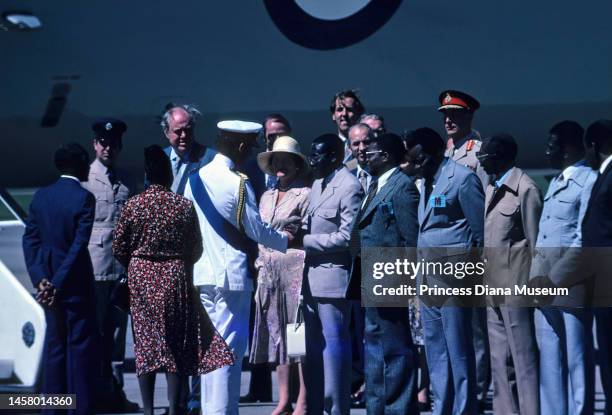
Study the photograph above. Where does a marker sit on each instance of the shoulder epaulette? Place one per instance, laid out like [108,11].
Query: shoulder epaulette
[241,200]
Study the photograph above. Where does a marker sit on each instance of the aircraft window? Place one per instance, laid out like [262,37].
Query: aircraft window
[14,203]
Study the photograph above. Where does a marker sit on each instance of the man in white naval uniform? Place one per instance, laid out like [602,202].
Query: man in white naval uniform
[228,216]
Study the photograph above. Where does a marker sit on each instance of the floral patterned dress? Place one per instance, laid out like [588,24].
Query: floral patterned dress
[279,280]
[158,240]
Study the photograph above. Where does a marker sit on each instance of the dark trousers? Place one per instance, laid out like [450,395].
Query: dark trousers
[391,362]
[514,360]
[112,323]
[357,348]
[71,355]
[327,367]
[481,350]
[449,346]
[603,321]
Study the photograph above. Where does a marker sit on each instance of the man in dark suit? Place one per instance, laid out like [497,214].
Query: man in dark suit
[451,218]
[387,218]
[186,155]
[597,240]
[55,241]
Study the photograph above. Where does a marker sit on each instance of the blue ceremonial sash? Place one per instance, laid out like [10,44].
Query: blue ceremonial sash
[221,226]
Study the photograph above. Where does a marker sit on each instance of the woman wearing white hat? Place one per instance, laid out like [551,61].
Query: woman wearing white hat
[280,275]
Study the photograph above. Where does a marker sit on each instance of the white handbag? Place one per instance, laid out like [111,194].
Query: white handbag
[296,334]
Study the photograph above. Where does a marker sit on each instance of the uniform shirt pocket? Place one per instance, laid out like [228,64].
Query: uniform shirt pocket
[565,208]
[329,214]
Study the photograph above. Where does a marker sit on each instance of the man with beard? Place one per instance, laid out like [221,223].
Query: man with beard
[345,108]
[387,218]
[186,154]
[111,189]
[333,202]
[359,135]
[375,122]
[597,237]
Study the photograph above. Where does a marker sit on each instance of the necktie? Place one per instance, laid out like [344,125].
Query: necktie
[363,179]
[177,165]
[355,240]
[112,178]
[371,193]
[450,144]
[428,189]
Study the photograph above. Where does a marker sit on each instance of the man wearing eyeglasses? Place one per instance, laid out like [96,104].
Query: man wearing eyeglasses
[345,108]
[186,155]
[387,218]
[111,188]
[332,205]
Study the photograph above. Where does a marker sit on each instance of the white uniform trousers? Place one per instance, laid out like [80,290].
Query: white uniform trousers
[229,312]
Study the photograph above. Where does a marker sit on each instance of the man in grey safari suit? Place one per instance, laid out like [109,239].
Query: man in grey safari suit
[111,189]
[513,208]
[333,203]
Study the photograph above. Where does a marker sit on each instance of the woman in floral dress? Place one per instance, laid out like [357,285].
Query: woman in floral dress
[279,279]
[158,240]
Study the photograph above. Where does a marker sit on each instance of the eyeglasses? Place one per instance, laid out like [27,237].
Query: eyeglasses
[106,142]
[483,156]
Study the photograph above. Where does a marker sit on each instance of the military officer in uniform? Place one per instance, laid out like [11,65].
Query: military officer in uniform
[463,142]
[462,145]
[229,219]
[111,190]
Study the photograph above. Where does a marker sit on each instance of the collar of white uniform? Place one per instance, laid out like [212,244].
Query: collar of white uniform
[604,165]
[224,160]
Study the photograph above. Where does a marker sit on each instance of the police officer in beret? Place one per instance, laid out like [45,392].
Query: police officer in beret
[462,145]
[111,190]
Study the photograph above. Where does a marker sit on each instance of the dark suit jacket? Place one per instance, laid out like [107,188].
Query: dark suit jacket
[597,238]
[55,241]
[390,220]
[199,156]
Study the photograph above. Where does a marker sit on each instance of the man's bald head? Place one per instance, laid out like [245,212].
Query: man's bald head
[178,123]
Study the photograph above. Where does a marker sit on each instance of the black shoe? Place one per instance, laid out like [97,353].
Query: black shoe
[358,400]
[248,398]
[117,405]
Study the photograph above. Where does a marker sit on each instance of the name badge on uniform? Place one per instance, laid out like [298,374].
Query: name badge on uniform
[437,201]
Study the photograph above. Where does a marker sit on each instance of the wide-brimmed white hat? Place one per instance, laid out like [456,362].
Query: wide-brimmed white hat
[283,144]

> **YOUR TASK**
Each line from the start of the entries above through the line with "out like [221,223]." should be duplicated exactly, leaving out the pictures.

> **REPLY**
Study the photograph above. Where does a marker sit on each instance of the shoulder epaulette? Place one per instance, laid out like [108,11].
Query: shoulder epaulette
[241,200]
Study the photograph above. Where does a marker sit on each instance of the aircraft window? Place one per instance, laid out like [262,37].
Query: aircraft window
[14,203]
Study the photograph above. Where does a marker sit on each instance of the man in white naval uniform? Place one per instance, laid out like [602,202].
Query: man in white naval uniform
[228,216]
Study the photograph above. Where does a marker sit on each instance of the floral patterned dress? Place one per instance, laid out like [588,24].
Query: floral patterned dress
[279,280]
[158,240]
Study the photograph above. Where does a marker sit on each instance of the dark trousers? Place one per instance, laid out like [450,395].
Query: dark trousers
[391,362]
[514,360]
[112,323]
[357,348]
[71,355]
[327,367]
[481,350]
[449,346]
[603,321]
Study the photograph above. Where does a marker sit on each instance of the man in dark suit? Place one per instance, laid out like [497,214].
Query: man in dark suit
[451,218]
[387,218]
[186,155]
[597,240]
[55,241]
Study the photograph above. Where does a marker sit on each instance of the blue ceremonial sash? Place one per instance, laid out like [10,44].
Query: blue ceremonial sash
[221,226]
Study the photograph above. Where does a marker sit on each instance of the woman wearing white hat? Place one per instance, laid out like [551,61].
Query: woman wearing white hat
[280,275]
Study the photograph above. Where does a marker sit on each instance of the white handbag? Place one per instance, laid out like [111,194].
Query: white handbag
[296,334]
Study the photograph above. Where does a marker sit on each instance of the uniform shirt pocket? Place one per instance, laid out like [228,64].
Query: uniform shirt pocket
[565,208]
[329,214]
Study the photograph above. Where does a marker sit on each instance of the man with beard? Place one per instance, laid out like [221,223].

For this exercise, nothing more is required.